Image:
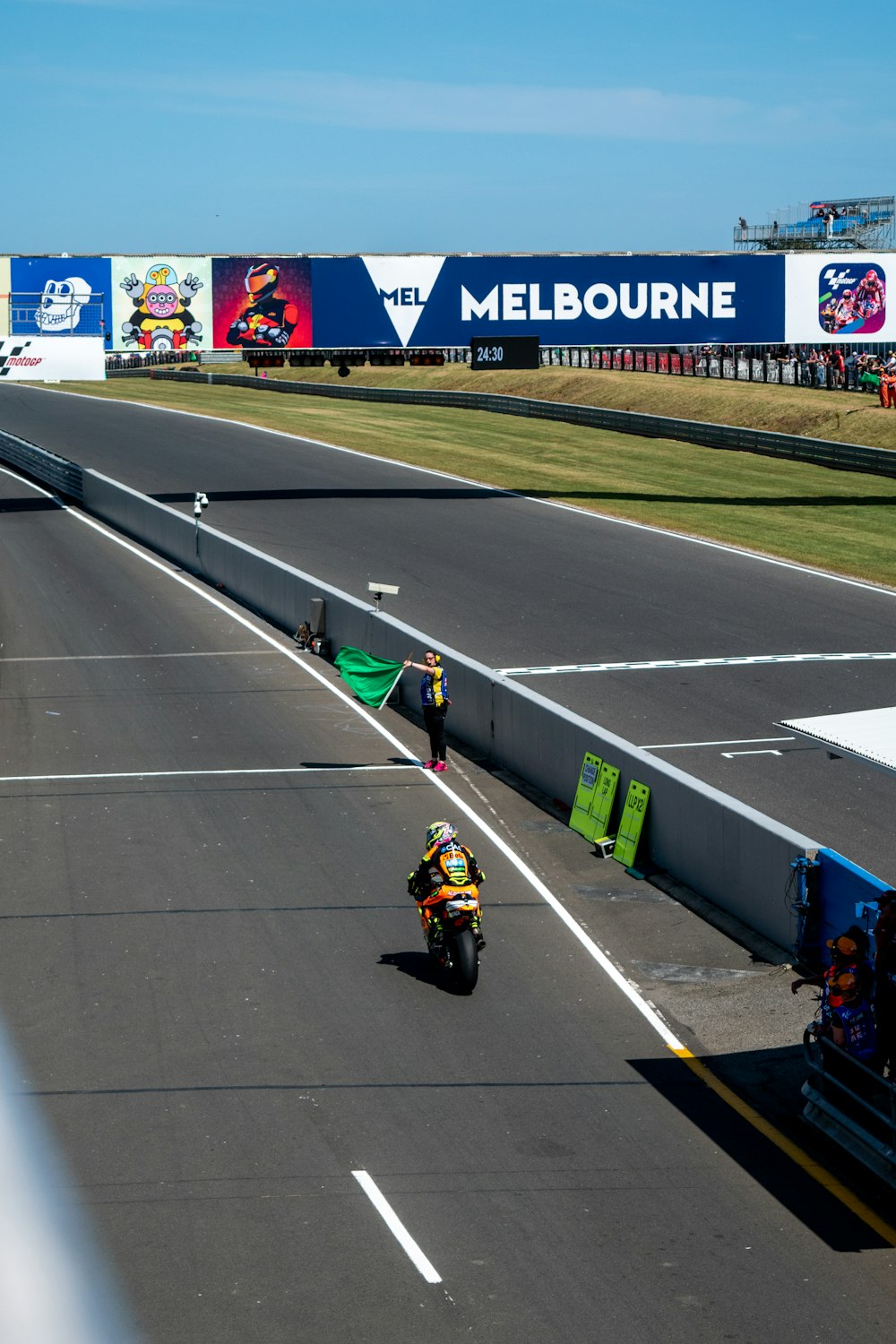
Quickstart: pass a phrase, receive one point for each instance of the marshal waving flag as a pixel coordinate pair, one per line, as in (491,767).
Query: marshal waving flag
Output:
(370,677)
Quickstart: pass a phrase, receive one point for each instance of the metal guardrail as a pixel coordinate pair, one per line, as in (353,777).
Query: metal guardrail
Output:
(54,470)
(850,1104)
(848,457)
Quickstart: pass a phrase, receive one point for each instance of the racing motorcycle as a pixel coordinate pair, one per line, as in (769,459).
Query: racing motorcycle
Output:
(452,941)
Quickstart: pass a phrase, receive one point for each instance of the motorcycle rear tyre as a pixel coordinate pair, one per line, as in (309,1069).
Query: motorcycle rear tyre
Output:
(465,961)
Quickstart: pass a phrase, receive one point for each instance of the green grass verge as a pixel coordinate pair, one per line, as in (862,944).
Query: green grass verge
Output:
(836,521)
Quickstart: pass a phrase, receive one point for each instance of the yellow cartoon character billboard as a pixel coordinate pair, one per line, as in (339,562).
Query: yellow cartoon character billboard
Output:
(163,314)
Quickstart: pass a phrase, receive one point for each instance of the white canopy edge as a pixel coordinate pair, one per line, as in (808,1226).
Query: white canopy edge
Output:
(866,734)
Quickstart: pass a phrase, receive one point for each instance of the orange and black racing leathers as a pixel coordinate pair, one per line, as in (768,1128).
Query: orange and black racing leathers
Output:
(446,865)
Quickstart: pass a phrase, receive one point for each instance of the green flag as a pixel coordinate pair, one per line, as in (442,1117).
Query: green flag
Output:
(371,679)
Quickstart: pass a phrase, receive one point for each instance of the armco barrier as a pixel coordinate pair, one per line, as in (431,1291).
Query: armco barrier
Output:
(848,457)
(46,467)
(726,851)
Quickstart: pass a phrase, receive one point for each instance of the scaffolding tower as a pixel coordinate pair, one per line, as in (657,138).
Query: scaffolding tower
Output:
(857,223)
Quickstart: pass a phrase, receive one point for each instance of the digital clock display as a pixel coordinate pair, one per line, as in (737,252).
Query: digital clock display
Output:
(504,352)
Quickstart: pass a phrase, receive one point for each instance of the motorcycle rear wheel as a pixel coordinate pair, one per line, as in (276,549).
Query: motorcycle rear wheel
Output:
(465,961)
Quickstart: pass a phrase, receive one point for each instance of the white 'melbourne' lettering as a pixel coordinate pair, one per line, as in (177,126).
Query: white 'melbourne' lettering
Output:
(536,312)
(607,293)
(567,306)
(626,306)
(723,293)
(522,301)
(470,308)
(699,301)
(662,300)
(513,301)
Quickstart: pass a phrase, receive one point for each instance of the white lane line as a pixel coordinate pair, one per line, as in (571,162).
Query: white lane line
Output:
(174,774)
(124,658)
(646,1011)
(665,664)
(767,752)
(398,1228)
(724,742)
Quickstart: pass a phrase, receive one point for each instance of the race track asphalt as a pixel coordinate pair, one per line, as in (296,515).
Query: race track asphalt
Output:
(220,995)
(517,582)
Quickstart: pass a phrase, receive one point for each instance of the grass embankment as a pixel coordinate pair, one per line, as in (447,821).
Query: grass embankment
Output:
(837,521)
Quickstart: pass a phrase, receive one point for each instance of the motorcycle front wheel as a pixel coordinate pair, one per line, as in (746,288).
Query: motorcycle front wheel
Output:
(465,961)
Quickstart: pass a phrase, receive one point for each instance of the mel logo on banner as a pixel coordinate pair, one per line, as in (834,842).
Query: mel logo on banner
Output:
(405,285)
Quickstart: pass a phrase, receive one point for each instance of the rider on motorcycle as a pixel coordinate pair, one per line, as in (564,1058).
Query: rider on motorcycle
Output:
(445,863)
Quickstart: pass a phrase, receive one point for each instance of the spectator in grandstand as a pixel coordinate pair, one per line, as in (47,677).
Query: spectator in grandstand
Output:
(848,952)
(868,374)
(821,368)
(852,1023)
(850,367)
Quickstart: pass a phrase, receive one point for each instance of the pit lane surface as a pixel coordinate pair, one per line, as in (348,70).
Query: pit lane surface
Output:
(215,986)
(520,583)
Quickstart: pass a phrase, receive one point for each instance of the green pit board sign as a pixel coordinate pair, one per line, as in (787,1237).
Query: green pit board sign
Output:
(581,817)
(605,795)
(632,823)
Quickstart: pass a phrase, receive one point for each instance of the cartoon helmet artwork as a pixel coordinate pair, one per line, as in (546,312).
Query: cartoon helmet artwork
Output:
(160,296)
(261,281)
(440,832)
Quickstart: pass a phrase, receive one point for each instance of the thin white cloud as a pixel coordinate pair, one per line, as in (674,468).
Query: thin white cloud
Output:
(358,102)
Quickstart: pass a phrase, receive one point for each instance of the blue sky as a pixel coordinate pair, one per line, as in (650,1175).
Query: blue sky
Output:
(386,125)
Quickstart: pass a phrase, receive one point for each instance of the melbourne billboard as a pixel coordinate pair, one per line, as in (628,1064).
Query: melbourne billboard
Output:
(562,300)
(159,303)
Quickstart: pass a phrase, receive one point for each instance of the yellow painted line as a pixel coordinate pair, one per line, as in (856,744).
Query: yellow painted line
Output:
(814,1169)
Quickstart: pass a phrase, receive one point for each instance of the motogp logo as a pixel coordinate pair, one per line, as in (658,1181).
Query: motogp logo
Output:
(852,301)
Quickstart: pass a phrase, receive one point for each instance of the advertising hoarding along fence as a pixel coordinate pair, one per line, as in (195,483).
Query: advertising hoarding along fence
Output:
(343,303)
(48,359)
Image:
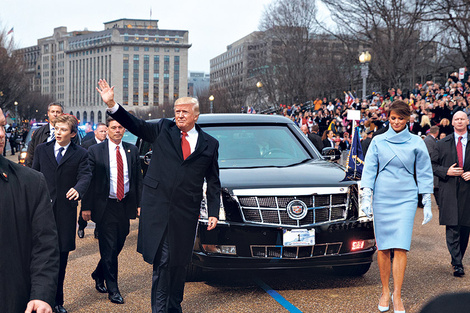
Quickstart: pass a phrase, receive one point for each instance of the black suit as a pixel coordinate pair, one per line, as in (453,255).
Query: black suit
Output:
(454,197)
(316,140)
(72,172)
(29,262)
(82,224)
(111,216)
(39,136)
(171,199)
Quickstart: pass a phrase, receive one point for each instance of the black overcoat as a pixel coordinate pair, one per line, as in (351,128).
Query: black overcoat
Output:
(73,171)
(454,192)
(29,262)
(97,195)
(172,188)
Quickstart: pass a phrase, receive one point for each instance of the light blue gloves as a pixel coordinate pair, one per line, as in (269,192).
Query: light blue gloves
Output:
(427,208)
(366,201)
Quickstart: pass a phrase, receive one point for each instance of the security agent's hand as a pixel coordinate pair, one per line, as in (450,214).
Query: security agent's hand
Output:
(454,170)
(212,223)
(86,215)
(72,194)
(366,201)
(106,92)
(38,306)
(427,208)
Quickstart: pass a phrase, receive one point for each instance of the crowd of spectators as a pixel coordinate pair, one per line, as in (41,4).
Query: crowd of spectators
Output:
(431,104)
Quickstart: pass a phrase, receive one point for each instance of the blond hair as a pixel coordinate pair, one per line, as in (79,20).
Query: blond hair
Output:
(188,100)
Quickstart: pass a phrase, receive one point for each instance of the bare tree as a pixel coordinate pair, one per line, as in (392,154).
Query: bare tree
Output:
(284,59)
(398,33)
(453,17)
(13,81)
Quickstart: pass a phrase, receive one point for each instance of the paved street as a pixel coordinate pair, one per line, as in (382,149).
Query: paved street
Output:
(319,290)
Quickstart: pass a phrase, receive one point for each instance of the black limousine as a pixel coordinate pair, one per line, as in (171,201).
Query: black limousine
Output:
(283,204)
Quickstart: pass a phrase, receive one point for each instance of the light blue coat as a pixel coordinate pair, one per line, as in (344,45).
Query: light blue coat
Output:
(397,168)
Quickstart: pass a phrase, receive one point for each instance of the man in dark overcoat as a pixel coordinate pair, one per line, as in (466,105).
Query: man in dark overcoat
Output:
(110,211)
(184,158)
(29,262)
(451,163)
(65,167)
(44,133)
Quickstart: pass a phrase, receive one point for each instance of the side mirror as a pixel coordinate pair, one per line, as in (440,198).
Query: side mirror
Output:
(331,154)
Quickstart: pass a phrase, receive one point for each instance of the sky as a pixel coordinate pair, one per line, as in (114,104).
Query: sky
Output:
(212,24)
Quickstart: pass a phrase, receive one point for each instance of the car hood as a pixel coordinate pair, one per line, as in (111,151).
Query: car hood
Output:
(315,173)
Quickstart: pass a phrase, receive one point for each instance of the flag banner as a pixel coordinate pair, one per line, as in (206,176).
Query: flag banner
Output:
(355,161)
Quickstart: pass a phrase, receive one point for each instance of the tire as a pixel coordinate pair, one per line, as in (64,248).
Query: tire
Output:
(352,270)
(193,272)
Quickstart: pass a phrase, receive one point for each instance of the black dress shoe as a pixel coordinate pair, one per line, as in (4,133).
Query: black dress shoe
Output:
(59,309)
(458,270)
(115,297)
(99,283)
(81,233)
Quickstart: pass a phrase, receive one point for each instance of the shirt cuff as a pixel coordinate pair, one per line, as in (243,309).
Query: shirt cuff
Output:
(113,109)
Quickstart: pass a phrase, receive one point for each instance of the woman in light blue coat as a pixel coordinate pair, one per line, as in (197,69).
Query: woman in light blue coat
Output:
(397,168)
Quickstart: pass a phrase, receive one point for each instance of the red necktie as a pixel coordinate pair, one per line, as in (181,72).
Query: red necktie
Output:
(185,145)
(459,152)
(120,182)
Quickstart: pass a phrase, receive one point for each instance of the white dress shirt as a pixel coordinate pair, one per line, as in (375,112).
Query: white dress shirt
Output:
(113,169)
(464,143)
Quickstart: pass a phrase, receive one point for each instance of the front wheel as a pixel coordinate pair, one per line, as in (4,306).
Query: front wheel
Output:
(352,270)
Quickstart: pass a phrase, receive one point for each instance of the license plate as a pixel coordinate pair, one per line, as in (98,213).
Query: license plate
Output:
(298,237)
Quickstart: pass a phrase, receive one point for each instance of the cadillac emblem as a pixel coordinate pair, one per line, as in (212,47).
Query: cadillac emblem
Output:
(297,209)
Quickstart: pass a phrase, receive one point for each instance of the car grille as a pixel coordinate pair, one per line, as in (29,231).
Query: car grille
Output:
(281,252)
(272,210)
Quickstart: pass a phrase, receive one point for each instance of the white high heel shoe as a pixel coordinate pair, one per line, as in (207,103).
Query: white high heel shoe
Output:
(383,308)
(395,311)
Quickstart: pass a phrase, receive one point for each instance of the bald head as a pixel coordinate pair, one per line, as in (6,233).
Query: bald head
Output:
(3,122)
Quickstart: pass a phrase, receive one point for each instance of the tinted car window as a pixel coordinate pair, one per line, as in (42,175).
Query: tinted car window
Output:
(257,146)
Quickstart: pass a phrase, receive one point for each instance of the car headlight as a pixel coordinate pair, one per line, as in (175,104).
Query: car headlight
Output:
(203,213)
(359,201)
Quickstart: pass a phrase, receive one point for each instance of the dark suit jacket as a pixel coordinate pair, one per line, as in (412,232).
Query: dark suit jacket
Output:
(431,145)
(454,192)
(172,187)
(97,195)
(29,262)
(39,136)
(316,140)
(88,143)
(73,171)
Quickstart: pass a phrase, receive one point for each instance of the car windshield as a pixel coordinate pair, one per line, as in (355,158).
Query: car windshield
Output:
(257,146)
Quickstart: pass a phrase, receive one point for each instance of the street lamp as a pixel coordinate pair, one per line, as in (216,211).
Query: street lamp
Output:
(211,99)
(259,85)
(16,113)
(364,58)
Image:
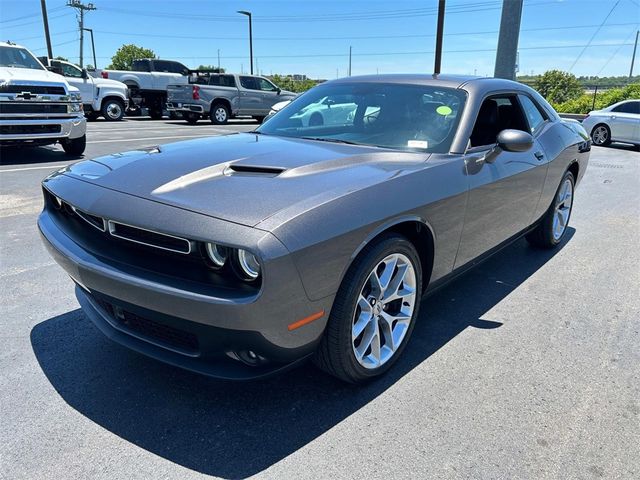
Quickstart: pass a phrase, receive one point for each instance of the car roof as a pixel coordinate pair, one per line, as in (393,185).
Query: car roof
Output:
(443,80)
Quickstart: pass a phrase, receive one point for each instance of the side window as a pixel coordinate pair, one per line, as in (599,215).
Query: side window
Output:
(534,117)
(266,85)
(496,114)
(71,71)
(249,83)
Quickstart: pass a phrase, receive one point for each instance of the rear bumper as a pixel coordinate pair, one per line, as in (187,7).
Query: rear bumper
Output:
(28,129)
(185,107)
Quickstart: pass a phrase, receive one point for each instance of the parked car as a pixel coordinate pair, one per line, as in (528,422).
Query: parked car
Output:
(619,122)
(238,256)
(224,96)
(147,82)
(101,97)
(38,107)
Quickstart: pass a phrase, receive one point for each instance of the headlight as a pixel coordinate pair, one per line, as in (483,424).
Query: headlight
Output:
(217,254)
(249,267)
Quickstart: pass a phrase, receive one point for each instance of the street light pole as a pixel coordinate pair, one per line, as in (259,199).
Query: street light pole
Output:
(93,47)
(248,14)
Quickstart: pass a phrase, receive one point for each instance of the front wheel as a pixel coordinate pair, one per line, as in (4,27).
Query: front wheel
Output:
(219,114)
(74,146)
(553,225)
(374,311)
(113,110)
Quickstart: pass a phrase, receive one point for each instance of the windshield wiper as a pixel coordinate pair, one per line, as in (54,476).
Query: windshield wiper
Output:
(332,140)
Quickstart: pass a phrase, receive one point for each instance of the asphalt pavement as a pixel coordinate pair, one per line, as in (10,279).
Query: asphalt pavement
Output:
(526,367)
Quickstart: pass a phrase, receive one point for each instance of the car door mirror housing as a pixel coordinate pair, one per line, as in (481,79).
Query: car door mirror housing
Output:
(515,140)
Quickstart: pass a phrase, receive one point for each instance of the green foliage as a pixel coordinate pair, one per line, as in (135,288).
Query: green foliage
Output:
(584,103)
(211,67)
(126,54)
(558,86)
(297,86)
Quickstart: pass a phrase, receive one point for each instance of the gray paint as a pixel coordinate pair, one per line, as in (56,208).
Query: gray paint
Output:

☆ ☆ ☆ ☆ ☆

- [Aim]: Repeat, character for character, the lines from the one that holds "as in (54,476)." to the final line of the material, inclusive, and no other lines.

- [Correct output]:
Quickstart: pass a phrase, receive one point for each instance of the windshield wiper as a pixel coordinate pair, one per line, as in (54,476).
Query: windshield wiper
Output:
(332,140)
Quickstart: pass a phrase, receive one point for each instance of the asphalt pavement as a pixel coordinate pair, one per line, as in (10,279).
Query: asphalt pavement
Output:
(526,367)
Quickstart: pass a phrase, receive one point for each instance of the car door mirror housing as a pixel coordinate pair, one per line, as in (481,79).
Query: car door mirror housing
Output:
(515,140)
Quickstart: pass a phrase, receive one point for each instance of the green foliage as a pixel coordinate pair, one per line, as in (135,288).
Query: green foliage
Output:
(584,103)
(211,67)
(126,54)
(558,86)
(297,86)
Quickstart: pass a phrase, receive one point for each instance of the gray paint as a pixel coordinate pair, one per line, as in (56,208).
Query: gray paint
Output:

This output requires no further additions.